Governor of Riyadh Province
- In office: 14 May 2014 – 29 January 2015
- Predecessor: Khalid bin Bandar Al Saud
- Successor: Faisal bin Bandar Al Saud
- Monarch: King Abdullah; King Salman;

Deputy Governor of Riyadh Province
- In office: 14 February 2013 – 14 May 2014
- Predecessor: Muhammad bin Saad
- Monarch: King Abdullah
- Born: 21 October 1971
- Spouse: Hala bint Khalid bin Sultan Al Saud (divorced)

Names
- Turki bin Abdullah bin Abdulaziz bin Abdul Rahman bin Faisal Al Saud
- House: Al Saud
- Father: King Abdullah
- Mother: Tathi bint Mishan Al Faisal Al Jarba
- Education: King Faisal Air Academy University of Wales University of Leeds

= Turki bin Abdullah Al Saud (born 1971) =

Saudi royal and official (born 1971)

Turki bin Abdullah Al Saud (تركي بن عبد الله آل سعود) (born 21 October 1971) is the seventh son of former King Abdullah of Saudi Arabia and one of the grandsons of Saudi's founder King Abdulaziz. He served as deputy governor and then, governor of Riyadh Province from 2013 to 29 January 2015. He was one of the 11 princes detained in November 2017 by Mohammad bin Salman as a part of his anti-corruption drive on accusations of corruption in the Riyadh Metro project and taking advantage of his influence to award contracts to his own companies. It was reported in August 2023 that after a trial he was sentenced to 17 years in prison.

▶ Work to complete
1 > For each statement below, marked (a), (b) and (c), state whether it agrees with the biography of Turki bin Abdullah Al Saud, and support each yes or no with the deciding words of the biography, quoted exactly. (a) He was born on 21 October 1971. (b) He is the sixth son of King Abdullah. (c) He was reported in August 2023 to have been sentenced to 17 years in prison.
2 > Extract from the biography of Turki bin Abdullah Al Saud the passage that runs from "Saudi royal and" up to and including "years in prison.", copying it exactly.

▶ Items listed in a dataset
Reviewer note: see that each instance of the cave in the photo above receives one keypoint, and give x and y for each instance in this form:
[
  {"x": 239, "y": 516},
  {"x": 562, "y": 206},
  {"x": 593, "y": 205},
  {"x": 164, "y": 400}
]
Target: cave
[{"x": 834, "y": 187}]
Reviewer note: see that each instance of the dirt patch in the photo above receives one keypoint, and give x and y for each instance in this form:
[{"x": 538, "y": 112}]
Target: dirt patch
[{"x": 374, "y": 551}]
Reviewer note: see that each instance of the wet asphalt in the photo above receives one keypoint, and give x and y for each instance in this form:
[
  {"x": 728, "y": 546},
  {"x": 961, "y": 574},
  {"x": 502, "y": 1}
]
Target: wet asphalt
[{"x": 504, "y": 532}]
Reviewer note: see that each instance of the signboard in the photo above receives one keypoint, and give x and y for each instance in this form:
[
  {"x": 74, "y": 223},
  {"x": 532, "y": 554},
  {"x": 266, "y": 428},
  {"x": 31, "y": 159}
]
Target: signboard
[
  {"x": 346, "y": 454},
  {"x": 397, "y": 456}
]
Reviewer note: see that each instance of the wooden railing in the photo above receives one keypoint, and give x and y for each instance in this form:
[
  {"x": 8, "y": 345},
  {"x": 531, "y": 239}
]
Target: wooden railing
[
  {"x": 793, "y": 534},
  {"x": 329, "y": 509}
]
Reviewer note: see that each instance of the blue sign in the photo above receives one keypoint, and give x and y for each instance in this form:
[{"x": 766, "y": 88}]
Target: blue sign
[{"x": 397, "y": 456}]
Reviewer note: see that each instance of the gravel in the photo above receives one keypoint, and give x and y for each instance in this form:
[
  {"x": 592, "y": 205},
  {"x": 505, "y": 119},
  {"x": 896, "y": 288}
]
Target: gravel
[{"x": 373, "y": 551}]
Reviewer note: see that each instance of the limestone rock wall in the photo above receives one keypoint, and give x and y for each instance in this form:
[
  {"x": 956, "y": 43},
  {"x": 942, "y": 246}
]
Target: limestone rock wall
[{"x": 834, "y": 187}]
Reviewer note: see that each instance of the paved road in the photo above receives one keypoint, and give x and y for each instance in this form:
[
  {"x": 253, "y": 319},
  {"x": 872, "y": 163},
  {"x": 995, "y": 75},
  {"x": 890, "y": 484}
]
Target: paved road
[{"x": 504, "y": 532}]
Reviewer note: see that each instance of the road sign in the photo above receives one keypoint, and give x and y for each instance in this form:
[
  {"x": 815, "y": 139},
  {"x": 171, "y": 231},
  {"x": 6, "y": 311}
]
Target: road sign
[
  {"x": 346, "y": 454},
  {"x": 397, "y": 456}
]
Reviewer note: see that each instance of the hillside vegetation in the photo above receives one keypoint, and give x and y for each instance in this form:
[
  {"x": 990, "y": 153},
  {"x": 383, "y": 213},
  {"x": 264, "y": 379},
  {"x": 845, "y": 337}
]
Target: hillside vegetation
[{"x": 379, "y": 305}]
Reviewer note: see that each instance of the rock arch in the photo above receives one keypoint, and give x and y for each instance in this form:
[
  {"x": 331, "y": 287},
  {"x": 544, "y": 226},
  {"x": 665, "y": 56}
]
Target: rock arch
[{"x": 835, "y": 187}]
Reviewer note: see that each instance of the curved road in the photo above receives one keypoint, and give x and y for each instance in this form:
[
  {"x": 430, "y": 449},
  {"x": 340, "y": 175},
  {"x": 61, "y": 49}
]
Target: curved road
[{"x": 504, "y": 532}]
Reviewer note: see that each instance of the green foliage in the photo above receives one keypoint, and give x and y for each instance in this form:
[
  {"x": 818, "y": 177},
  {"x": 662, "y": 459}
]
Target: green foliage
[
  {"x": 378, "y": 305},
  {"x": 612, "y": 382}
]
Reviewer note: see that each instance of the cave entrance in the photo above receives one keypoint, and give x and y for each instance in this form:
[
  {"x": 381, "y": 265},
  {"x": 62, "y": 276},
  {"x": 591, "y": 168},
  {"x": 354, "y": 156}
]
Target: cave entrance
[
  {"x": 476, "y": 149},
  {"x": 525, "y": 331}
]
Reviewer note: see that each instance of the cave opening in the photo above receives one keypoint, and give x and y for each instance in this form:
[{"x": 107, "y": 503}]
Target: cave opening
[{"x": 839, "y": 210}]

▶ Responses in order
1 >
(a) Yes: "born 21 October 1971"
(b) No: "is the seventh son of former King Abdullah of Saudi Arabia"
(c) Yes: "It was reported in August 2023 that after a trial he was sentenced to 17 years in prison."

2 >
Saudi royal and official (born 1971)

Turki bin Abdullah Al Saud (تركي بن عبد الله آل سعود) (born 21 October 1971) is the seventh son of former King Abdullah of Saudi Arabia and one of the grandsons of Saudi's founder King Abdulaziz. He served as deputy governor and then, governor of Riyadh Province from 2013 to 29 January 2015. He was one of the 11 princes detained in November 2017 by Mohammad bin Salman as a part of his anti-corruption drive on accusations of corruption in the Riyadh Metro project and taking advantage of his influence to award contracts to his own companies. It was reported in August 2023 that after a trial he was sentenced to 17 years in prison.